Enregistrements:
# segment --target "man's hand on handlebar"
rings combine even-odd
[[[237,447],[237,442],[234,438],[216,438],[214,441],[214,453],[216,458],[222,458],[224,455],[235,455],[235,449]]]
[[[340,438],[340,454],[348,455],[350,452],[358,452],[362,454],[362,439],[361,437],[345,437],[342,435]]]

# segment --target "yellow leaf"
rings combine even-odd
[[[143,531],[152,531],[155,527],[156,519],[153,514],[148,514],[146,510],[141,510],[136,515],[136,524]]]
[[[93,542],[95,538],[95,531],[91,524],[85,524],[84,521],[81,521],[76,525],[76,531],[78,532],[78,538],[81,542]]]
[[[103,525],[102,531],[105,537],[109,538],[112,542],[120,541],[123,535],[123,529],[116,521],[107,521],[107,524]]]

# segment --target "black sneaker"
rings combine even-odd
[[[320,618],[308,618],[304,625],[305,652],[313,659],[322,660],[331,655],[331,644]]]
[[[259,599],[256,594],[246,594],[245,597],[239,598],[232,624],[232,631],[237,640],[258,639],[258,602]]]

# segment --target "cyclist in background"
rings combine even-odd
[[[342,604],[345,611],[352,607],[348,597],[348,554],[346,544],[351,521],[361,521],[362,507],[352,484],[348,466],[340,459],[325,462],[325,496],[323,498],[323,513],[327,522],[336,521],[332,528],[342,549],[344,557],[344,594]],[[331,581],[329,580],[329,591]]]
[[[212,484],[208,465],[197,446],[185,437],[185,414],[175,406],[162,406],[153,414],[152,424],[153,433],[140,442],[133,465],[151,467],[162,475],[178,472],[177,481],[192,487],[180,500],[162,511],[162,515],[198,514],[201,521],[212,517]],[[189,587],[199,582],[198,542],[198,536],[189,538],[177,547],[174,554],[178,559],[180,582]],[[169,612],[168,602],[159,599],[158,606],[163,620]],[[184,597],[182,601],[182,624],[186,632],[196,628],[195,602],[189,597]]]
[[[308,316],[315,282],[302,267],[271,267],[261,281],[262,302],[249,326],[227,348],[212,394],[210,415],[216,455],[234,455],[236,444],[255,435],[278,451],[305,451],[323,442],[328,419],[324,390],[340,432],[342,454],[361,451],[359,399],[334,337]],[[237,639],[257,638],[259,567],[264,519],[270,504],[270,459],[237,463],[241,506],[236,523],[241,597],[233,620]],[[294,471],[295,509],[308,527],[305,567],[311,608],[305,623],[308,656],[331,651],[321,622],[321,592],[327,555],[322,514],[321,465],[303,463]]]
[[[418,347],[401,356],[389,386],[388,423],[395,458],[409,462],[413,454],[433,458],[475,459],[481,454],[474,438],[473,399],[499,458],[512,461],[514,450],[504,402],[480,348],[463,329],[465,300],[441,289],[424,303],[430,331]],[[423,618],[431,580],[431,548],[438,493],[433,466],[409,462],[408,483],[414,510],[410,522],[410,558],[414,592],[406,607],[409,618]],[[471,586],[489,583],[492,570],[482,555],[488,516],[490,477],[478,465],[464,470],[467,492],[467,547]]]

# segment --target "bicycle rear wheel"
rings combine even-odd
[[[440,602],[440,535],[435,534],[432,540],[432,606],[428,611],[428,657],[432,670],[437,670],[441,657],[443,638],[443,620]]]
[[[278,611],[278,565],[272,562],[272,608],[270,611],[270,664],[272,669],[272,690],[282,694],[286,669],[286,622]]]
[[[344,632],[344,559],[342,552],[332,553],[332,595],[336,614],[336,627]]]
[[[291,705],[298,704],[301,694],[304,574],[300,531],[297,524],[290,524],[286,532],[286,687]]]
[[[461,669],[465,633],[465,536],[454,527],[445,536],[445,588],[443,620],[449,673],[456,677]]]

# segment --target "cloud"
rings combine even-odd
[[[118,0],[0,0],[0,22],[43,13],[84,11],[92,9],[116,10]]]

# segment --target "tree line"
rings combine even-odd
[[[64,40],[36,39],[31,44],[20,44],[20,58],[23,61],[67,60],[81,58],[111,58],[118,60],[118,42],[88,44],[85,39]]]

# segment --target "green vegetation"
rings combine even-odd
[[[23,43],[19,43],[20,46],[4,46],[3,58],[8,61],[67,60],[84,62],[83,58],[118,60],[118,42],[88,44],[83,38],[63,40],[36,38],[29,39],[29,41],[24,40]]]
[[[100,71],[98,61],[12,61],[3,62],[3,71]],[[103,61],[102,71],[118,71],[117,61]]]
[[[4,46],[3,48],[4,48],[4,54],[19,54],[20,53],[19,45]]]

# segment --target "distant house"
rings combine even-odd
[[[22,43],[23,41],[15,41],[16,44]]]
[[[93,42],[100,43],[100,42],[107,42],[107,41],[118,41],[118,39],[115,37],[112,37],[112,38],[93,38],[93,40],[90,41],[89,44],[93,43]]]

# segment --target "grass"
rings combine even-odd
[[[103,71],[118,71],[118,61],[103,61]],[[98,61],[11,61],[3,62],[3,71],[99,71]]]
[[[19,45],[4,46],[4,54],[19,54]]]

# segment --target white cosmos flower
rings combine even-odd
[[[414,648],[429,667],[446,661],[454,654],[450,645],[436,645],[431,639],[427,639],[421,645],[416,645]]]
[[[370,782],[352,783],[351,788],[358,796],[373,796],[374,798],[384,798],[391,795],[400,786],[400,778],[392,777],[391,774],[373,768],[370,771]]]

Travail attendu:
Modifie les lignes qui vont de celle contenant « # segment --target white cosmos flower » jusqu'à la fin des enregistrements : remplace « white » par « pink » et laisse tout le reste tel quel.

Réponse:
# segment --target pink cosmos flower
rings combine even-odd
[[[414,648],[429,667],[446,661],[454,654],[450,645],[436,645],[431,639],[427,639],[421,645],[416,645]]]
[[[370,782],[352,783],[351,788],[358,796],[373,796],[374,798],[384,798],[391,795],[400,786],[400,778],[392,777],[391,774],[373,768],[370,771]]]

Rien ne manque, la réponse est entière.